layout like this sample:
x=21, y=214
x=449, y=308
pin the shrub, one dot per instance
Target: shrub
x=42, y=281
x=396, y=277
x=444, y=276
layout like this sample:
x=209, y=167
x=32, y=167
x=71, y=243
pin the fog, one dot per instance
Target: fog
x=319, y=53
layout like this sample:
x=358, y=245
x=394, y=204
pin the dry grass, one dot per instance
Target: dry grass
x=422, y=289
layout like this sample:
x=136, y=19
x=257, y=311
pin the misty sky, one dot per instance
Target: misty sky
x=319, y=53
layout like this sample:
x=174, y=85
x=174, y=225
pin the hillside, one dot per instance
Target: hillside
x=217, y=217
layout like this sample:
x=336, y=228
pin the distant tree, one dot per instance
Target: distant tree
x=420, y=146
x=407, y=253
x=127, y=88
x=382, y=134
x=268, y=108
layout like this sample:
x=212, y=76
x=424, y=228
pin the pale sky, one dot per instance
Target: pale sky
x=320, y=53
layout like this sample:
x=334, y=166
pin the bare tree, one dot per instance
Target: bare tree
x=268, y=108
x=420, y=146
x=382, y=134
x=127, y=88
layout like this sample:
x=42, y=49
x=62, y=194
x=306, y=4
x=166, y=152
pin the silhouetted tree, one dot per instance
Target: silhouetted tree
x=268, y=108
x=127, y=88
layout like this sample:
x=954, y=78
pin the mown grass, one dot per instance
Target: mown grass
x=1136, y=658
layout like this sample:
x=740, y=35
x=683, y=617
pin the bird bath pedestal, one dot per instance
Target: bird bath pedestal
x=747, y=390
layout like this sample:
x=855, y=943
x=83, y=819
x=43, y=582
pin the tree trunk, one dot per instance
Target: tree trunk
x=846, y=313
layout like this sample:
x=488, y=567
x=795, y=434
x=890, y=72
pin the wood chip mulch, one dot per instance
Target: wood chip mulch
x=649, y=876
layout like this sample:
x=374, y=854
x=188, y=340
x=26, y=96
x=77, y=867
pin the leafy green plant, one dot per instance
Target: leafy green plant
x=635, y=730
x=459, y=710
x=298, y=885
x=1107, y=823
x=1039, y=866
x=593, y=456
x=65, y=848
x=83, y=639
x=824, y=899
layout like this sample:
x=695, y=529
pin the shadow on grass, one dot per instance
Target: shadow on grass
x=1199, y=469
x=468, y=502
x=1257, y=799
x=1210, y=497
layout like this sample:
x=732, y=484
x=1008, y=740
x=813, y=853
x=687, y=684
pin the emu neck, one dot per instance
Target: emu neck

========

» WHAT IS REQUIRED
Count the lines in the records above that contain the word "green". Reply with the number alone.

» EXERCISE RESULT
2